* **WORK INSTRUCTIONS**: Please reproduce the entries below exactly, starting at the first line and ending with the line that holds "find curtain fold.".

[[ MATERIAL PROVIDED, beginning ]]

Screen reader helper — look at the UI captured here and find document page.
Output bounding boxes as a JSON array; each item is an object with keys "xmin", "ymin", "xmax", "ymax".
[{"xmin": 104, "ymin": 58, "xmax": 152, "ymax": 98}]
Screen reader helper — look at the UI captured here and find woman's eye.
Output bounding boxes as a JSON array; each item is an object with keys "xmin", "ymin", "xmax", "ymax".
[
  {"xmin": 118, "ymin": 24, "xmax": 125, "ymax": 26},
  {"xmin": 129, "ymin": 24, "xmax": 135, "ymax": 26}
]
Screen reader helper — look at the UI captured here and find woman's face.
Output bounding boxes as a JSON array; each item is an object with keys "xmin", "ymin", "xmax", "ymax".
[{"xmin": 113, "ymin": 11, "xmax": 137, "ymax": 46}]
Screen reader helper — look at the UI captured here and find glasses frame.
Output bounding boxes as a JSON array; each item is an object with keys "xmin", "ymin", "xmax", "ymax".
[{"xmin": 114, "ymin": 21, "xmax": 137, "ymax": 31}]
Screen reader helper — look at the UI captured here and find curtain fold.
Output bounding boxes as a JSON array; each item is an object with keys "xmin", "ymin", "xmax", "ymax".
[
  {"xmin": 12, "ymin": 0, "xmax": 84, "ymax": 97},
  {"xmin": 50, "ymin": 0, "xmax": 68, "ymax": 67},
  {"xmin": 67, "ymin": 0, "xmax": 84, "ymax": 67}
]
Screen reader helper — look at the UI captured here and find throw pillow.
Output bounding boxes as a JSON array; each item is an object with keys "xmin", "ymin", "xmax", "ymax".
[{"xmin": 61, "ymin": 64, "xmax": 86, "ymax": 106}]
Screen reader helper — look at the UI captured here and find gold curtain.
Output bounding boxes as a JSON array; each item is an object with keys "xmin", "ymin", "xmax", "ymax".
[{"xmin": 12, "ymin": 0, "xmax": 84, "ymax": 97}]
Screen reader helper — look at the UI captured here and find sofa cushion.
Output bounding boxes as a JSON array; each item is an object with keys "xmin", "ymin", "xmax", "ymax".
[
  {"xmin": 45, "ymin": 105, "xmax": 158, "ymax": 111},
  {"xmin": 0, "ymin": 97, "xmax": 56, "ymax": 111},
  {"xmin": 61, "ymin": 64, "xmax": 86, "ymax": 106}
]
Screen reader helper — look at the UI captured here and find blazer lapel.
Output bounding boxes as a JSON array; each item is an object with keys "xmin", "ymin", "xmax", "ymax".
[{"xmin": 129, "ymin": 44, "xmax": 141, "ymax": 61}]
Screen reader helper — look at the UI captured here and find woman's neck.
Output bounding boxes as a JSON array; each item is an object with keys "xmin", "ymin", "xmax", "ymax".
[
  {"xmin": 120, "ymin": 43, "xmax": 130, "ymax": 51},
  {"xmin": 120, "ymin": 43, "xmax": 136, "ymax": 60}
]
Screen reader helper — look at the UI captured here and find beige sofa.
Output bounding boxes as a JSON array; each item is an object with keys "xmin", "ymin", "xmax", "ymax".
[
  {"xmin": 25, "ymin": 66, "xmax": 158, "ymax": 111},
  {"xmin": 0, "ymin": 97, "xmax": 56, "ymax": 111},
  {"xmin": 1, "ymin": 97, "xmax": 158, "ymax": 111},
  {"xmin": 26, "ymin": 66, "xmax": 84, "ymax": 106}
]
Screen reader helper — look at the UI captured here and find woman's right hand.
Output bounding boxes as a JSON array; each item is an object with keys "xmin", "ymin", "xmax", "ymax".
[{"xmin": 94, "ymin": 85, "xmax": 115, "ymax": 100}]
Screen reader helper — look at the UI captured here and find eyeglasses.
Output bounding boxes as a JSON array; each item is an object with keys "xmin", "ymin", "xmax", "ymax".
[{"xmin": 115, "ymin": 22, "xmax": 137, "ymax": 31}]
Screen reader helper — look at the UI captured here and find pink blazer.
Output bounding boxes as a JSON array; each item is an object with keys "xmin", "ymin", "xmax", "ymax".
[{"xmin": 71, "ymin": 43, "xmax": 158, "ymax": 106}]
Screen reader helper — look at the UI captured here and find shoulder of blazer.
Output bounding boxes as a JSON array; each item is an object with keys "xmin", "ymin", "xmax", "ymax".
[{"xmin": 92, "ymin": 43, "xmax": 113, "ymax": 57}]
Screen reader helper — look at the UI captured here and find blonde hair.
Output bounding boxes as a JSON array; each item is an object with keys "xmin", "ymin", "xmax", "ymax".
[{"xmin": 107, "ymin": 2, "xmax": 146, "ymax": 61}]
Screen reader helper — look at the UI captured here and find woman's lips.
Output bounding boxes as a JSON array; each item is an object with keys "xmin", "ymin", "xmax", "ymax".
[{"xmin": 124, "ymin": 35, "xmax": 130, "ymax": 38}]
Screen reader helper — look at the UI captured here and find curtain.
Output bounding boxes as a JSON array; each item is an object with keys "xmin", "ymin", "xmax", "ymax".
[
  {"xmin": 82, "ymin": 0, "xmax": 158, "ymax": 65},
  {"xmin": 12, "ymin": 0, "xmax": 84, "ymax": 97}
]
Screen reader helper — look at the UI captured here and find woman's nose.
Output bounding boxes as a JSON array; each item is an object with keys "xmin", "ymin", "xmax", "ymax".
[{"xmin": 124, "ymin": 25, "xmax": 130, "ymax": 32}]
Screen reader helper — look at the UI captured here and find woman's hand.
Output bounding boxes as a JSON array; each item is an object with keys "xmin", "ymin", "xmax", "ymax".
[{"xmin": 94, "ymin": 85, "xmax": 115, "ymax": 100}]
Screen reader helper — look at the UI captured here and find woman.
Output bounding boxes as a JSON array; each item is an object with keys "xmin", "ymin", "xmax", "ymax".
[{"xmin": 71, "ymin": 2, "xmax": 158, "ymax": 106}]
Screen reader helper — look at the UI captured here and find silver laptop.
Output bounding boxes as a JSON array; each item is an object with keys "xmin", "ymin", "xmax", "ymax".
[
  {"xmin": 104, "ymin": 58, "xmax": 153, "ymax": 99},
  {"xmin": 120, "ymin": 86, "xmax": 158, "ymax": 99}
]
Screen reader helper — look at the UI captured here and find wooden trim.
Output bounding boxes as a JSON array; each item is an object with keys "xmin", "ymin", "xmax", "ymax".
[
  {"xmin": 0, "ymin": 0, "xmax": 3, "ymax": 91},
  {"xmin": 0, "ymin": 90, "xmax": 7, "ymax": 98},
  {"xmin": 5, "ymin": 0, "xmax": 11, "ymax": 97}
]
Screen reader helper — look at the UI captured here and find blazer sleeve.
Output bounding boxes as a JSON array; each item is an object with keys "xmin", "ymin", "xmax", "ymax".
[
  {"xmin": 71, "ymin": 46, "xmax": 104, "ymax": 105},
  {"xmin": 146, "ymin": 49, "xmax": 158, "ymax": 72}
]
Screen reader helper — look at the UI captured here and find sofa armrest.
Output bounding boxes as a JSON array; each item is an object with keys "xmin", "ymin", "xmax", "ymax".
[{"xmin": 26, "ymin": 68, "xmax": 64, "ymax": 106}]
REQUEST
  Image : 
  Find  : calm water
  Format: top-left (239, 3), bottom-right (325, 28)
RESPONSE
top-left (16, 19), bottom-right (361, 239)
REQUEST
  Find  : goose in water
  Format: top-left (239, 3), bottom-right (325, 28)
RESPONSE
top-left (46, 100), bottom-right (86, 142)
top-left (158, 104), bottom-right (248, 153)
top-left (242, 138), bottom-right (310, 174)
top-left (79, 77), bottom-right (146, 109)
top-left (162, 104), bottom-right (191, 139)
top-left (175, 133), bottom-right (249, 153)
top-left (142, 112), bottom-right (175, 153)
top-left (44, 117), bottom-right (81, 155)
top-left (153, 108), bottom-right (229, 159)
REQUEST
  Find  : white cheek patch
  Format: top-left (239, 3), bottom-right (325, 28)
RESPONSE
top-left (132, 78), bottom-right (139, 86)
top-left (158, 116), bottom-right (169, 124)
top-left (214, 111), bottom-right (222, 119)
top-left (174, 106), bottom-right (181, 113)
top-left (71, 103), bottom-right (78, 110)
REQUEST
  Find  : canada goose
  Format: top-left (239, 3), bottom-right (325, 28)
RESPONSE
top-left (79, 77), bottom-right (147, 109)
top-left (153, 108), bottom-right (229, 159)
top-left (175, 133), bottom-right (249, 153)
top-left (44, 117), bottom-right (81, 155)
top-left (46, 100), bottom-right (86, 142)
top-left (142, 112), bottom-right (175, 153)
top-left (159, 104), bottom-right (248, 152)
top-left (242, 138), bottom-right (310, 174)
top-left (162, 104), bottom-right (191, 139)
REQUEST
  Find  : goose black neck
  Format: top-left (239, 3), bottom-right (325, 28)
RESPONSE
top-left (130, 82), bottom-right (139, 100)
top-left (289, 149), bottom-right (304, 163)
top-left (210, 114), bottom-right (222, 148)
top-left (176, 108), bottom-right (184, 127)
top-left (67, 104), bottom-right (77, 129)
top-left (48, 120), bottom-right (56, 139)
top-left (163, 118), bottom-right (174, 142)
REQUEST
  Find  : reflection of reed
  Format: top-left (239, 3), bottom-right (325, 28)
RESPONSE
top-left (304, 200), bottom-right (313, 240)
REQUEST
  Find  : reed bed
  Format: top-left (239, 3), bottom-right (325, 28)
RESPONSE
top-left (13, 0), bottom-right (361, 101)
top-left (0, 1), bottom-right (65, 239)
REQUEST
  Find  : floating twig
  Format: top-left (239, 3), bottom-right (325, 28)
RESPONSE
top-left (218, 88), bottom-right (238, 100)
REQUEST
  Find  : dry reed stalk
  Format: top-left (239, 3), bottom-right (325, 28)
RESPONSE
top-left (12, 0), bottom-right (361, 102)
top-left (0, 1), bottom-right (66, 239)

[[ MATERIAL PROVIDED, end ]]

* **THE COMPLETED TASK**:
Screen reader helper — look at the UI captured here and find document page.
Output bounding boxes as a JSON array; each item is an object with keys "xmin", "ymin", "xmax", "ymax".
[{"xmin": 104, "ymin": 58, "xmax": 152, "ymax": 98}]
Screen reader helper — look at the UI captured here and find woman's eye.
Output bounding boxes as a JSON array; each item is an object with keys "xmin", "ymin", "xmax", "ymax".
[
  {"xmin": 118, "ymin": 24, "xmax": 125, "ymax": 26},
  {"xmin": 129, "ymin": 24, "xmax": 135, "ymax": 26}
]
Screen reader helper — look at the UI captured here and find woman's face.
Output bounding boxes as a JSON array; each item is an object with keys "xmin", "ymin", "xmax", "ymax".
[{"xmin": 113, "ymin": 11, "xmax": 137, "ymax": 46}]
Screen reader helper — look at the UI captured here and find glasses frame.
Output bounding boxes as a JSON array; each item is an object with keys "xmin", "ymin", "xmax", "ymax".
[{"xmin": 114, "ymin": 21, "xmax": 137, "ymax": 31}]
Screen reader helper — look at the UI captured here and find curtain fold.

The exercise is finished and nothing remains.